STUDY QUESTIONS:
1/ In the article on Iran's succession, how many members sit on the Assembly of Experts?
2/ List every person named in the article on Iran's succession.
3/ Pick up the article on Iran's succession after its last sentence and write the next few paragraphs.

PAGE EXTRACT:
Content starts
DUBAI: The death of Iran’s Supreme Leader Ayatollah Ali Khamenei after almost 37 years in power raises paramount questions about the country’s future. The contours of a complex succession process began to take shape the morning after Khamenei’s assassination.
Here is what to know:
A temporary leadership council assumes duties
As outlined in its constitution, Iran on Sunday formed a council to assume leadership duties and govern the country.
The council is made up of Iran’s sitting president, the head of the country’s judiciary and a member of the Guardian Council chosen by Iran’s Expediency Council, which advises the supreme leader and settles disputes with parliament.
Iran’s reformist President Masoud Pezeshkian and hard-line judiciary chief Gholamhossein Mohseni Ejei are its members who will step in and “temporarily assume all the duties of leadership.”
A panel of clerics selects a new supreme leader
Though the leadership council will govern in the interim, an 88-member panel called the Assembly of Experts “must, as soon as possible” pick a new supreme leader under Iranian law.
The panel consists entirely of Shiite clerics who are popularly elected every eight years and whose candidacies are approved by the Guardian Council, Iran’s constitutional watchdog. That body is known for disqualifying candidates in various elections in Iran and the Assembly of Experts is no different. The Guardian Council barred former Iranian President Hassan Rouhani, a relative moderate whose administration struck the 2015 nuclear deal with world powers, from election for the Assembly of Experts in March 2024.
Content ends
RECORD SET:
Content starts
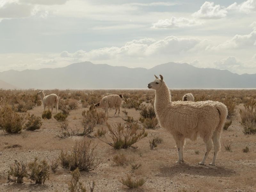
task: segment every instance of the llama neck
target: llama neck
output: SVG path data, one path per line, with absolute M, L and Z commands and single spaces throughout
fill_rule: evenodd
M 170 91 L 164 82 L 161 87 L 156 90 L 155 96 L 155 108 L 156 113 L 159 114 L 171 102 Z

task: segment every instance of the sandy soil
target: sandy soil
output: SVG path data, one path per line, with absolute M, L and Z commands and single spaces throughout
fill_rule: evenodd
M 239 108 L 241 106 L 239 106 Z M 82 129 L 81 113 L 87 109 L 80 108 L 72 111 L 68 117 L 69 125 Z M 123 110 L 122 109 L 121 110 Z M 134 109 L 126 109 L 128 115 L 138 120 L 139 112 Z M 41 116 L 42 106 L 34 108 L 30 113 Z M 110 110 L 110 116 L 114 110 Z M 120 117 L 109 117 L 110 124 L 124 123 Z M 196 143 L 187 141 L 184 150 L 185 162 L 181 164 L 174 162 L 178 159 L 178 153 L 172 136 L 166 130 L 160 127 L 156 130 L 148 130 L 148 136 L 137 143 L 137 148 L 115 150 L 97 138 L 91 139 L 98 144 L 98 154 L 102 163 L 96 170 L 90 172 L 81 172 L 80 180 L 90 190 L 89 183 L 96 182 L 94 191 L 178 191 L 184 189 L 187 191 L 256 191 L 256 135 L 245 135 L 239 123 L 239 115 L 234 117 L 231 125 L 223 132 L 221 139 L 221 151 L 219 153 L 216 166 L 197 164 L 205 152 L 202 140 L 198 138 Z M 27 162 L 32 161 L 35 157 L 39 160 L 45 159 L 49 163 L 57 158 L 61 149 L 68 150 L 72 148 L 75 141 L 81 137 L 74 137 L 61 139 L 56 136 L 60 133 L 59 124 L 55 119 L 43 120 L 41 128 L 28 133 L 23 138 L 20 134 L 6 133 L 0 130 L 0 191 L 67 191 L 67 183 L 71 175 L 68 170 L 58 168 L 55 173 L 51 173 L 50 180 L 44 185 L 36 185 L 27 179 L 21 184 L 7 183 L 6 177 L 10 165 L 15 159 Z M 103 125 L 95 128 L 97 130 Z M 103 125 L 104 126 L 104 125 Z M 153 150 L 149 146 L 149 139 L 155 135 L 162 138 L 164 142 Z M 223 145 L 227 140 L 231 140 L 231 151 L 226 151 Z M 9 148 L 8 146 L 18 144 L 21 147 Z M 246 146 L 249 148 L 247 153 L 243 152 Z M 199 150 L 198 154 L 195 151 Z M 133 172 L 131 165 L 117 166 L 112 160 L 117 153 L 124 153 L 133 159 L 133 163 L 140 163 L 142 166 Z M 211 162 L 213 152 L 206 160 Z M 119 182 L 122 177 L 131 173 L 146 180 L 140 188 L 129 189 Z M 2 174 L 2 175 L 1 175 Z

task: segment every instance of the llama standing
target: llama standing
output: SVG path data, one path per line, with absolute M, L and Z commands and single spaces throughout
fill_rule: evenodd
M 200 164 L 203 165 L 212 147 L 214 155 L 212 162 L 215 165 L 220 148 L 220 139 L 228 114 L 226 106 L 218 101 L 198 102 L 172 101 L 169 89 L 160 75 L 159 79 L 149 83 L 149 89 L 155 90 L 155 108 L 161 125 L 172 135 L 178 148 L 179 159 L 176 163 L 184 161 L 183 147 L 185 138 L 195 140 L 197 135 L 205 143 L 206 152 Z
M 186 93 L 182 98 L 182 100 L 183 101 L 194 101 L 195 99 L 193 94 L 191 93 Z
M 118 116 L 120 113 L 121 110 L 121 104 L 122 103 L 122 100 L 124 97 L 122 94 L 120 95 L 111 95 L 105 96 L 102 98 L 101 100 L 99 103 L 95 104 L 91 106 L 90 109 L 92 110 L 93 108 L 103 108 L 105 109 L 105 115 L 107 115 L 108 117 L 108 108 L 115 108 L 116 112 L 114 115 L 114 116 L 116 115 L 116 112 L 118 110 Z
M 59 98 L 58 96 L 56 94 L 50 94 L 45 96 L 44 93 L 42 90 L 38 92 L 37 94 L 39 95 L 41 97 L 43 105 L 44 106 L 44 111 L 45 110 L 46 107 L 48 107 L 49 110 L 50 108 L 52 108 L 52 113 L 53 109 L 53 106 L 55 104 L 55 108 L 56 109 L 56 113 L 58 110 L 58 103 L 59 103 Z

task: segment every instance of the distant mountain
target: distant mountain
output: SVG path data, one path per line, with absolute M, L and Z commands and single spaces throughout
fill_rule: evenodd
M 173 62 L 147 69 L 86 61 L 54 69 L 10 70 L 0 72 L 0 79 L 23 89 L 146 88 L 154 74 L 159 74 L 171 89 L 256 88 L 256 74 Z
M 4 82 L 2 80 L 0 80 L 0 89 L 18 89 L 18 88 L 8 83 Z

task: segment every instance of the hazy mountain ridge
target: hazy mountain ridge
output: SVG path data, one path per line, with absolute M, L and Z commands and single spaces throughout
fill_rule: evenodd
M 172 89 L 256 88 L 256 74 L 173 62 L 147 69 L 86 61 L 53 69 L 4 71 L 0 72 L 0 80 L 22 89 L 146 88 L 155 74 L 162 75 Z

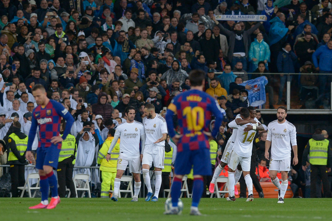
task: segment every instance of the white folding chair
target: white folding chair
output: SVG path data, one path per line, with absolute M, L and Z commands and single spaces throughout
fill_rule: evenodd
M 217 184 L 218 183 L 225 183 L 222 190 L 219 190 L 218 189 Z M 215 182 L 214 183 L 214 191 L 213 193 L 211 194 L 210 198 L 212 198 L 214 193 L 217 194 L 217 198 L 223 198 L 225 197 L 225 194 L 228 192 L 228 178 L 224 176 L 220 176 L 217 178 L 215 181 Z
M 74 185 L 75 186 L 75 191 L 76 192 L 76 198 L 78 197 L 77 195 L 77 190 L 83 191 L 83 193 L 82 193 L 82 196 L 81 197 L 83 197 L 85 191 L 87 191 L 88 194 L 89 194 L 89 198 L 91 198 L 90 187 L 89 185 L 89 180 L 90 178 L 90 175 L 89 174 L 78 174 L 74 176 L 74 178 L 73 178 L 73 181 L 74 181 L 74 183 L 75 184 Z M 83 188 L 80 188 L 81 187 L 80 186 L 80 188 L 77 188 L 76 187 L 76 183 L 75 183 L 75 180 L 86 180 L 85 184 L 83 184 L 84 186 L 83 186 Z M 83 183 L 84 183 L 83 182 Z
M 188 188 L 188 184 L 187 183 L 187 182 L 188 179 L 188 177 L 186 175 L 184 176 L 182 178 L 182 181 L 183 182 L 183 184 L 182 185 L 182 187 L 181 189 L 181 195 L 180 195 L 180 198 L 182 198 L 182 195 L 184 192 L 185 192 L 187 193 L 187 196 L 188 198 L 190 198 L 191 196 L 191 194 L 189 194 L 189 188 Z M 168 195 L 167 196 L 168 198 L 171 197 L 171 189 L 172 189 L 172 185 L 173 184 L 173 182 L 172 181 L 172 184 L 171 185 L 171 188 L 169 190 L 164 190 L 164 191 L 166 190 L 166 191 L 168 192 Z
M 29 179 L 37 179 L 37 184 L 36 185 L 36 187 L 31 187 L 30 186 L 30 182 L 29 182 Z M 24 192 L 27 190 L 28 193 L 29 194 L 29 197 L 30 198 L 35 197 L 35 195 L 36 194 L 36 192 L 37 192 L 37 190 L 41 188 L 39 186 L 39 182 L 40 181 L 40 177 L 39 176 L 39 174 L 38 173 L 33 173 L 28 174 L 28 177 L 27 177 L 27 180 L 25 181 L 25 183 L 24 184 L 24 186 L 20 186 L 17 187 L 18 189 L 22 189 L 23 190 L 22 191 L 22 193 L 21 194 L 21 197 L 23 197 L 23 195 L 24 194 Z M 36 190 L 35 190 L 35 192 L 34 193 L 34 195 L 32 196 L 31 196 L 31 190 L 32 189 Z
M 121 181 L 123 182 L 128 182 L 128 187 L 126 189 L 119 189 L 119 192 L 118 193 L 118 197 L 121 198 L 121 197 L 122 192 L 126 193 L 124 195 L 124 197 L 126 198 L 128 196 L 128 193 L 130 193 L 131 196 L 131 197 L 134 197 L 134 191 L 132 189 L 132 176 L 122 176 L 121 177 Z M 114 192 L 114 191 L 112 190 L 109 190 L 110 192 Z

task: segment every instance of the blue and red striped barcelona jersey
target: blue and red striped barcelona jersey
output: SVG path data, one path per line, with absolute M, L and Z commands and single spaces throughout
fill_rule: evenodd
M 39 128 L 39 148 L 54 145 L 51 143 L 51 139 L 59 136 L 61 117 L 67 114 L 70 114 L 61 103 L 52 100 L 44 108 L 38 105 L 35 109 L 32 112 L 32 124 L 37 124 Z M 56 145 L 61 148 L 61 142 Z
M 212 114 L 222 118 L 220 107 L 214 99 L 198 90 L 187 91 L 174 98 L 167 111 L 177 114 L 183 135 L 178 144 L 178 152 L 209 148 L 208 138 L 203 132 L 209 131 Z M 171 137 L 175 135 L 174 128 L 169 128 L 169 132 Z

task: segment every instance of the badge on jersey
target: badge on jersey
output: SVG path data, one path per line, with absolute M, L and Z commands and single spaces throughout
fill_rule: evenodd
M 46 110 L 46 115 L 49 116 L 52 115 L 52 110 L 49 109 Z

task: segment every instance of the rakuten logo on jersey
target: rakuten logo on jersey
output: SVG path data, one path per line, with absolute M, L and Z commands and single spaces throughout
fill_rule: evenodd
M 52 118 L 50 117 L 44 117 L 37 119 L 37 122 L 40 124 L 43 124 L 44 123 L 49 123 L 52 122 Z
Content ends
RESULTS IN ORDER:
1/ 88 members.

2/ Ali Khamenei, Masoud Pezeshkian, Gholamhossein Mohseni Ejei, Hassan Rouhani

3/
Khamenei’s son could be a possible contender
Clerical deliberations about succession and machinations over it take place far from the public eye, making it hard to gauge who may be a top contender.
Previously, it was thought Khamenei’s protégé, hard-line President Ebrahim Raisi, may try to take the mantle. However, he was killed in a May 2024 helicopter crash. That has left one of Khamenei’s sons, Mojtaba, a 56-year-old Shiite cleric, as a potential candidate, though he has never held government office. But a father-to-son transfer in the case of a supreme leader could spark anger, not only among Iranians already critical of clerical rule, but also among supporters of the system. Some may see it as un-Islamic and in line with creating a new, religious dynasty after the 1979 collapse of the US-backed Shah Mohammad Reza Pahlavi’s government.
A transition like this has happened only once before
There has been only one other transfer of power in the office of supreme leader of Iran, the paramount decision-maker since the country’s 1979 Islamic Revolution.
In 1989, Grand Ayatollah Ruhollah Khomeini died at age 86 after being the figurehead of the revolution and leading Iran through its bloody eight-year war with Iraq. This transition now comes after Israel launched a 12-day war against Iran in June 2025 as well.
The vast powers of a supreme leader
The supreme leader is at the heart of Iran’s complex power-sharing Shiite theocracy and has final say over all matters of state.
He also serves as the commander-in-chief of the country’s military and the powerful Revolutionary Guard, a paramilitary force that the United States designated a terrorist organization in 2019 and which Khamenei empowered during his rule. The Guard, which has led the self-described “Axis of Resistance,” a series of militant groups and allies across the Middle East meant to counter the US and Israel, also has extensive wealth and holdings in Iran.